# The input

□ □ □ □

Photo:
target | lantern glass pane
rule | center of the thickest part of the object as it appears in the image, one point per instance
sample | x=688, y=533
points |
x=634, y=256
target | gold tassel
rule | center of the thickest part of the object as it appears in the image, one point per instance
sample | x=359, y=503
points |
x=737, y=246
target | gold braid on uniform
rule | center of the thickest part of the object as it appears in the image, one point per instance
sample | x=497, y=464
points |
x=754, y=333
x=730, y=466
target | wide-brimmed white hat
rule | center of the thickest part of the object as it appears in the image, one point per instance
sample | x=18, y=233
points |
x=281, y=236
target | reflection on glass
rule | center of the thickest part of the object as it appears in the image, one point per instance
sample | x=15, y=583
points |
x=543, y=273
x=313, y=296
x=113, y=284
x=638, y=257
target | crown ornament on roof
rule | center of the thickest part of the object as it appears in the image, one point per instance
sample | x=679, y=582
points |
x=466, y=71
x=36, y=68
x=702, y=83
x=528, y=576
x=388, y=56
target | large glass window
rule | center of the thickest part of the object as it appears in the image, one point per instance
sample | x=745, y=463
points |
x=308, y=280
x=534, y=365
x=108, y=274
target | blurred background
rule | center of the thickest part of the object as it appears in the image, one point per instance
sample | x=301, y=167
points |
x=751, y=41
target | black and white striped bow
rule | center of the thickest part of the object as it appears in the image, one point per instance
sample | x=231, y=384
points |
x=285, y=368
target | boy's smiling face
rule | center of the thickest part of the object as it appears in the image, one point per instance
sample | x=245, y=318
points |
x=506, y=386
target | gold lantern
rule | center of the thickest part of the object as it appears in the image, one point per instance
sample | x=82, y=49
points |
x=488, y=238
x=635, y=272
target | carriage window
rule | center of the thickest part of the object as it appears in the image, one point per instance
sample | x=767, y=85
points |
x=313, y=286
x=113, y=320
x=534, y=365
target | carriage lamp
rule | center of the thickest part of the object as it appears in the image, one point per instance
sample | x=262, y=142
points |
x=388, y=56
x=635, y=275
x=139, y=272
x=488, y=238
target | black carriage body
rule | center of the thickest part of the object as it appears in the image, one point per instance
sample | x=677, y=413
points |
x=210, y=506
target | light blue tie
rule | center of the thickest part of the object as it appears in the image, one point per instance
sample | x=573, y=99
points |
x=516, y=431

□ □ □ □

# Your assignment
Only the lines from the one with "sample | x=262, y=142" through the last line above should be restated, word for word.

# Worked solution
sample | x=262, y=142
points |
x=388, y=56
x=635, y=275
x=139, y=272
x=488, y=238
target | black carriage body
rule | center of the thickest part of the object as it appears in the image, one point per instance
sample | x=677, y=413
points |
x=210, y=506
target | light blue tie
rule | center of the thickest part of the object as it appears in the image, one point per instance
sample | x=573, y=99
points |
x=516, y=431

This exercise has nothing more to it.